#### INFORMATION SUPPLIED ####
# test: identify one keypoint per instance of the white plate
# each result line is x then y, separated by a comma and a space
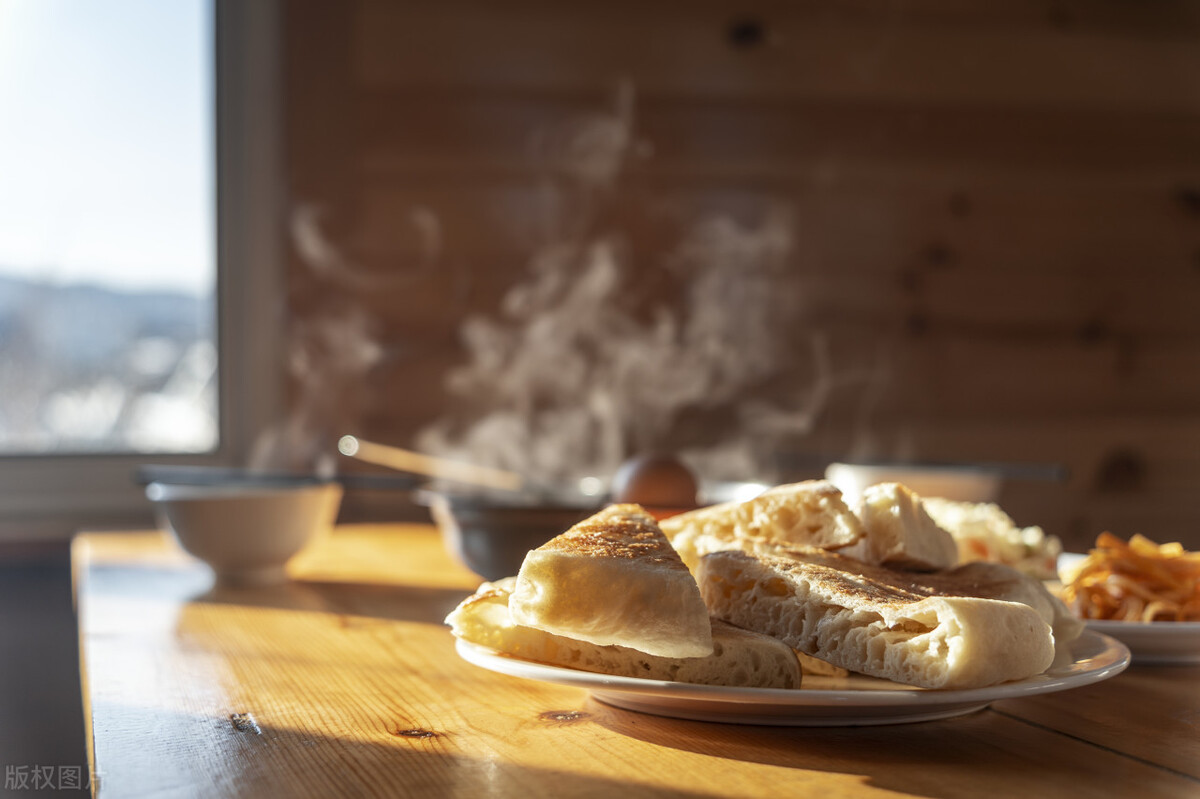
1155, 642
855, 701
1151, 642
####
#### INFORMATION SUPPLIED ####
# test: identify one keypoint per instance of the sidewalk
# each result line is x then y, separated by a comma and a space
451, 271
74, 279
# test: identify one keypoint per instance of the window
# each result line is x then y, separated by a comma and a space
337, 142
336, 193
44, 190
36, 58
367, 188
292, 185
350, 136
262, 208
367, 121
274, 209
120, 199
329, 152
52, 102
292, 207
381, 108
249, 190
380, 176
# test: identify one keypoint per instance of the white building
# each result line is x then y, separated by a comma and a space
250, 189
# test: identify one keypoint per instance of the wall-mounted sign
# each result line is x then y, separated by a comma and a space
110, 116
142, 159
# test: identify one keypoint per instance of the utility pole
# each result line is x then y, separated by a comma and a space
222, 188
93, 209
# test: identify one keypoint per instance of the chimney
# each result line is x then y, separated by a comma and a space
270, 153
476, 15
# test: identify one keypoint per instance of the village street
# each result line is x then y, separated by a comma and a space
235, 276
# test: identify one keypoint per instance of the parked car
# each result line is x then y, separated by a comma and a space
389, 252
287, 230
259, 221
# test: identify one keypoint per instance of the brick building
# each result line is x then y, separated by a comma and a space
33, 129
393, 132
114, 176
####
#### INFORMATION SUPPLIED ####
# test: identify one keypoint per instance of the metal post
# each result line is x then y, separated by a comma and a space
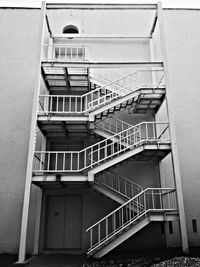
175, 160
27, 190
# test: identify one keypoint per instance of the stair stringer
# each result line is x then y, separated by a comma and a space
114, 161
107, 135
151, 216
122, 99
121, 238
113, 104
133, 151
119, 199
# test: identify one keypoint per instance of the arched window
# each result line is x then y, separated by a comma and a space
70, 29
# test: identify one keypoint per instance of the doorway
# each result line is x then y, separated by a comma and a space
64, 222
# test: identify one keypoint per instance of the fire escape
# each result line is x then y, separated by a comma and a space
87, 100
####
§ STATED GOAL: Pick out every line in the records that contains the string "building", and copy each of those lines. Matches must have the same case.

§ REPLY:
# test: identify one keypoint per instance of the white building
# test: identify one keypoint per instance of the brick building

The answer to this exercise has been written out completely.